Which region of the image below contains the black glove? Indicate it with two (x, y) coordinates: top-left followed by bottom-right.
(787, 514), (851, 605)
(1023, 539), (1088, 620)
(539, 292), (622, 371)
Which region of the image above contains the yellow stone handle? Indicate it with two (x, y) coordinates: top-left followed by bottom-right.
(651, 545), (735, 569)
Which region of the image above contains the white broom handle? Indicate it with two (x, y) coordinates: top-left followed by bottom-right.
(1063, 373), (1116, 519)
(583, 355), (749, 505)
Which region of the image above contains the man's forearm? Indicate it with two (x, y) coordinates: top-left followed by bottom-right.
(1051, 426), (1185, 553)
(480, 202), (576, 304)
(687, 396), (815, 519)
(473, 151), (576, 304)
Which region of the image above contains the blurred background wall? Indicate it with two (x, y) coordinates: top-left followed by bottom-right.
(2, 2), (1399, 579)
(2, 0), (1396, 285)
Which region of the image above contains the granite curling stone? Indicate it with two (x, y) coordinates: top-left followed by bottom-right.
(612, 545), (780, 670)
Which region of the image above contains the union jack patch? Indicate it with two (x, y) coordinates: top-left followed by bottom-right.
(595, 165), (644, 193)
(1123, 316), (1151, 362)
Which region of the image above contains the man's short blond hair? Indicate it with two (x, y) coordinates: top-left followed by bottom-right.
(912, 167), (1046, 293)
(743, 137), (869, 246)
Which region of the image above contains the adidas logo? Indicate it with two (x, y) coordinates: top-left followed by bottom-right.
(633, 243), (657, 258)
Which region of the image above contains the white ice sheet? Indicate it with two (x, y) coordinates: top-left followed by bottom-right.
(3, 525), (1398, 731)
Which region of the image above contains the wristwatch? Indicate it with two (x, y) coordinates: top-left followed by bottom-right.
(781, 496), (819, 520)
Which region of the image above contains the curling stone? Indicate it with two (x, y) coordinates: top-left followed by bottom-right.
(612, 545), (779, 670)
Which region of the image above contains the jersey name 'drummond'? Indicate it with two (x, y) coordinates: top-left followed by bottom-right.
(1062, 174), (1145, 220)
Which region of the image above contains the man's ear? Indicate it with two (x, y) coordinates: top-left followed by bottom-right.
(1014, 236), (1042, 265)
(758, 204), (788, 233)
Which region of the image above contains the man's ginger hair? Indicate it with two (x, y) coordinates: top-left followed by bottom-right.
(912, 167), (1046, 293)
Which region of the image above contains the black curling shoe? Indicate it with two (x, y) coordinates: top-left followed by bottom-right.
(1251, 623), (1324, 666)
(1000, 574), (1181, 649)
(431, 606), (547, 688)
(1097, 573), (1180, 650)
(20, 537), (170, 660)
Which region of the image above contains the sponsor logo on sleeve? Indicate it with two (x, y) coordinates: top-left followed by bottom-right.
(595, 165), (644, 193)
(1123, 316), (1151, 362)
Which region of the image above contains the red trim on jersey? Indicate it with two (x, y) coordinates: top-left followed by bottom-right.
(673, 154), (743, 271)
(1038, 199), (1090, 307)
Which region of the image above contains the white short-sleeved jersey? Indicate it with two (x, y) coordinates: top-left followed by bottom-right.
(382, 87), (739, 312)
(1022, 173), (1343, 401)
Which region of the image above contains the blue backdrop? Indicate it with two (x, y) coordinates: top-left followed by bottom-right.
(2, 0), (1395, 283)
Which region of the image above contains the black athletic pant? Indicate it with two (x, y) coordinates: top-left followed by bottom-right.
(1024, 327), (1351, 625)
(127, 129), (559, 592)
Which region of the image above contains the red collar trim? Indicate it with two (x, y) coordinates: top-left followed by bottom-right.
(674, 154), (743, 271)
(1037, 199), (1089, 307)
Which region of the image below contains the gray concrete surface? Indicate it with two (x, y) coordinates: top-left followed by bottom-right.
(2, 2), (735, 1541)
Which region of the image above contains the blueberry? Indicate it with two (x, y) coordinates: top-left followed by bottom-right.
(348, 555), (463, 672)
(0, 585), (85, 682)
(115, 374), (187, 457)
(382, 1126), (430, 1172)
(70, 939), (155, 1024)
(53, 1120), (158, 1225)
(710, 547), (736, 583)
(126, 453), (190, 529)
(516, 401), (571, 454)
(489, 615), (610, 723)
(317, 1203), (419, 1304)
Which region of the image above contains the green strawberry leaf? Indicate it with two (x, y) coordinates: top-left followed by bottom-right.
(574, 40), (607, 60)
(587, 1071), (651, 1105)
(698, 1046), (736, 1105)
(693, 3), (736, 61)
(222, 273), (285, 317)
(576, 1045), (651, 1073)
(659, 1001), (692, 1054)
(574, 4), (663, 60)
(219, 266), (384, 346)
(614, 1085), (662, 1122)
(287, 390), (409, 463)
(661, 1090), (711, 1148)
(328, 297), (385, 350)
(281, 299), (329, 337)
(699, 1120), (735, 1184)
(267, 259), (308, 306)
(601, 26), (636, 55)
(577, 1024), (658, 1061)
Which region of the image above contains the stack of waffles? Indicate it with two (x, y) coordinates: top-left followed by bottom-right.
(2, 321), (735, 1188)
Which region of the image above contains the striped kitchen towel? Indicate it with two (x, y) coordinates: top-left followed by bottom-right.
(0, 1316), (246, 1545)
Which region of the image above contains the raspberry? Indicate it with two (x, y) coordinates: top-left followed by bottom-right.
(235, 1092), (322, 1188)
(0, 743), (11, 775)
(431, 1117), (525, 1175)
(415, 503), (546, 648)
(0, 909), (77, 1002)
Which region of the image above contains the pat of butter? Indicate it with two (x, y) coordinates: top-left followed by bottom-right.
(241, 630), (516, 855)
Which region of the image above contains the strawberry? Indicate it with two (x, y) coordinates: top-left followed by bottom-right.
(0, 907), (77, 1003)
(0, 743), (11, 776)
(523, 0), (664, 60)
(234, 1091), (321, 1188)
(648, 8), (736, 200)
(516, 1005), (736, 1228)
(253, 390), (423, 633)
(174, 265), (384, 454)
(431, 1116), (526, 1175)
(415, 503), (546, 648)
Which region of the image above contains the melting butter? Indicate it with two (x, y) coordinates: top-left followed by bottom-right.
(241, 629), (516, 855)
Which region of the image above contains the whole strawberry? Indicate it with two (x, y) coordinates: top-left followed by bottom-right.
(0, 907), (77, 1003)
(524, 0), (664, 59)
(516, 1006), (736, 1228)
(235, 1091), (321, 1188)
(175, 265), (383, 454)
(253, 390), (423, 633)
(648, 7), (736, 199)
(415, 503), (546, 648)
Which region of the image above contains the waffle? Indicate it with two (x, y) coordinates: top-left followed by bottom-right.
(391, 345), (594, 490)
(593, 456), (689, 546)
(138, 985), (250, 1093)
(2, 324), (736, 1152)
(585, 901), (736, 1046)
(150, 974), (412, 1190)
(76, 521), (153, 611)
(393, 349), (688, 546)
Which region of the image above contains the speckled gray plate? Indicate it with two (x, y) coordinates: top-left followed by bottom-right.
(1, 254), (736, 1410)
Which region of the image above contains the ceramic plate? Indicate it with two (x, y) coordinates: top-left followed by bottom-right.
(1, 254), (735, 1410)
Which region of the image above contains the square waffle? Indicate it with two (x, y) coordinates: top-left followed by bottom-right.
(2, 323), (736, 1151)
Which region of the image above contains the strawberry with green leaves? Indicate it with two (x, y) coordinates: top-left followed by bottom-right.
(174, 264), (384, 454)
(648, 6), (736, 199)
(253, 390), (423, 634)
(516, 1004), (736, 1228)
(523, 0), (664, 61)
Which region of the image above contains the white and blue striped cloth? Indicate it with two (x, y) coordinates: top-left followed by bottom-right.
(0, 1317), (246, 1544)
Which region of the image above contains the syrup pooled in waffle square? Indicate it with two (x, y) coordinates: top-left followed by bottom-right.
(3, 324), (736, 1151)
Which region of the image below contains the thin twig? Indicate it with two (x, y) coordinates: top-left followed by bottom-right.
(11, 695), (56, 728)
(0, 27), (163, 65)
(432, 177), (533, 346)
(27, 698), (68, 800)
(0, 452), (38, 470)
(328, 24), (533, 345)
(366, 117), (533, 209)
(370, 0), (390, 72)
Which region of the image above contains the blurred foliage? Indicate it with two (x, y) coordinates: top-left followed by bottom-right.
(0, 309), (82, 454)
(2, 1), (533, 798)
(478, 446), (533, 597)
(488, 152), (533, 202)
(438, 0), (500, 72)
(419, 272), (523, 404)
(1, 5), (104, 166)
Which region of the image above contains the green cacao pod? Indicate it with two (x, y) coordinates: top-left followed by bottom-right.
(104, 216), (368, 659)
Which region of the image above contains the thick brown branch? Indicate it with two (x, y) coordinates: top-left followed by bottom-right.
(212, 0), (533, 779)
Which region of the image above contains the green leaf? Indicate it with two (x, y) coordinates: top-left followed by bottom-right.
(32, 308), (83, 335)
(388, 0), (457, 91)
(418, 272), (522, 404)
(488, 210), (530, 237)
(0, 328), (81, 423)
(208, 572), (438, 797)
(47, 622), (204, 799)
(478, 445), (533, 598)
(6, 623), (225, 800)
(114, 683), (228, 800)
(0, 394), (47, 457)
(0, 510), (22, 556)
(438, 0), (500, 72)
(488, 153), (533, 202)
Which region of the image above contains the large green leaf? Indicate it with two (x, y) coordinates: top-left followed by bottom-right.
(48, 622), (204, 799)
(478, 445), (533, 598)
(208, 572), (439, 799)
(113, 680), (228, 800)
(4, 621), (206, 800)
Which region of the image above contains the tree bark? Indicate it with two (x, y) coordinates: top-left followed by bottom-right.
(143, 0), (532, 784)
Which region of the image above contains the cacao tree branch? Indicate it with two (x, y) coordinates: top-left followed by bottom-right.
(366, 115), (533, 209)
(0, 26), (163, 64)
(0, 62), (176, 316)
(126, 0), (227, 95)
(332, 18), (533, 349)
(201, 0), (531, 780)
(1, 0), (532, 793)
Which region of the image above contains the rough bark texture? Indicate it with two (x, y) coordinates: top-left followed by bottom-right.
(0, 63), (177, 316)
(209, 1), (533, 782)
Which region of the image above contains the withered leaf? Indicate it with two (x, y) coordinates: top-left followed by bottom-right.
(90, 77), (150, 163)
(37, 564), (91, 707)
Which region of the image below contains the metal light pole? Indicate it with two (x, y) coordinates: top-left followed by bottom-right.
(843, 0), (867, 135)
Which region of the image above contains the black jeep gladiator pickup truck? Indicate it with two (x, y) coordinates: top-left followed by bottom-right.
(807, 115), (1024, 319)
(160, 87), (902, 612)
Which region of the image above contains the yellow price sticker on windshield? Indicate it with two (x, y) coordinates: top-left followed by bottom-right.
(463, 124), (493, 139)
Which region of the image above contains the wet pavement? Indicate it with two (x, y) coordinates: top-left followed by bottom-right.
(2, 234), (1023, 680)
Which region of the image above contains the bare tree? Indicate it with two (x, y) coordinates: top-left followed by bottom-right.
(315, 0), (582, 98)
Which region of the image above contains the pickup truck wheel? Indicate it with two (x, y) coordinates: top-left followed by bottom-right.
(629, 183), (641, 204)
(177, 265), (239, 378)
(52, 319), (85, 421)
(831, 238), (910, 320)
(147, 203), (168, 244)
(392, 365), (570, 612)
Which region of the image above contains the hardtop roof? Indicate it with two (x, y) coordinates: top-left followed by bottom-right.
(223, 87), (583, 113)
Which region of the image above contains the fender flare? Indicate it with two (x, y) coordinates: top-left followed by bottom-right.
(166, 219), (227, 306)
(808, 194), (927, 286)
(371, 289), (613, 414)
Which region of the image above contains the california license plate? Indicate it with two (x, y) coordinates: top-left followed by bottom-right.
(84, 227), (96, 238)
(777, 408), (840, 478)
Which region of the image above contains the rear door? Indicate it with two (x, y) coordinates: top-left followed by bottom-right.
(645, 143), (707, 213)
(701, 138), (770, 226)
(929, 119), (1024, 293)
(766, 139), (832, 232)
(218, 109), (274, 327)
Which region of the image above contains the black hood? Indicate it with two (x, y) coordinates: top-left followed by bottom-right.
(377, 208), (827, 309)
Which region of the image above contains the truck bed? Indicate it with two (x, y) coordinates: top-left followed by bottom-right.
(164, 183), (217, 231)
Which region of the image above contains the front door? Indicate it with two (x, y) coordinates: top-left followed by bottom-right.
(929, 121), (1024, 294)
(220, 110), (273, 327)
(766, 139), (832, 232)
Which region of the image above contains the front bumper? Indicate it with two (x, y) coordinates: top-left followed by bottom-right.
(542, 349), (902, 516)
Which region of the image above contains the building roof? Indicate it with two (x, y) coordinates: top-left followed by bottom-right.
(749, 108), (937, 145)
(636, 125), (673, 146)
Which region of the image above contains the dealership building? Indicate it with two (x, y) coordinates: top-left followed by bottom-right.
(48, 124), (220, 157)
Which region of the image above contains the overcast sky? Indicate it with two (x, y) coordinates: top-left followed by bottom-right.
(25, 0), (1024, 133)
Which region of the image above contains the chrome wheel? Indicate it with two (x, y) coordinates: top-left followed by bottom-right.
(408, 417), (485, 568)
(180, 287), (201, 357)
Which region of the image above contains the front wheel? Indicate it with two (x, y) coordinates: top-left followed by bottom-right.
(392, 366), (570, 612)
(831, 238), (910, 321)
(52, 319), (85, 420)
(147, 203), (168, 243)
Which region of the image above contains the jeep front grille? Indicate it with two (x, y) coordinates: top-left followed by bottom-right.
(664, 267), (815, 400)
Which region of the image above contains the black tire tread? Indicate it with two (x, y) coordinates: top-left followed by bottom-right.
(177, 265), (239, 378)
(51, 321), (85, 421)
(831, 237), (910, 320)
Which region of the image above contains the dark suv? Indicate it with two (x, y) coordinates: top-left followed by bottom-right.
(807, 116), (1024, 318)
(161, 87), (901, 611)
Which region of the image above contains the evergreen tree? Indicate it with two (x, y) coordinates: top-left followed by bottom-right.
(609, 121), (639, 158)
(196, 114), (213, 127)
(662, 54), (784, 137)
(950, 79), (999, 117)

════════════════

Required action: Using the line that contains "Which region of the image above contains the evergreen" as the first, reproduce each line exactly through the last line of the listing.

Expected answer:
Which region of the image above contains the evergreen tree? Indicate it with two (x, y) coordinates: top-left followed by bottom-right.
(609, 121), (639, 158)
(196, 114), (213, 127)
(662, 54), (784, 137)
(950, 79), (999, 117)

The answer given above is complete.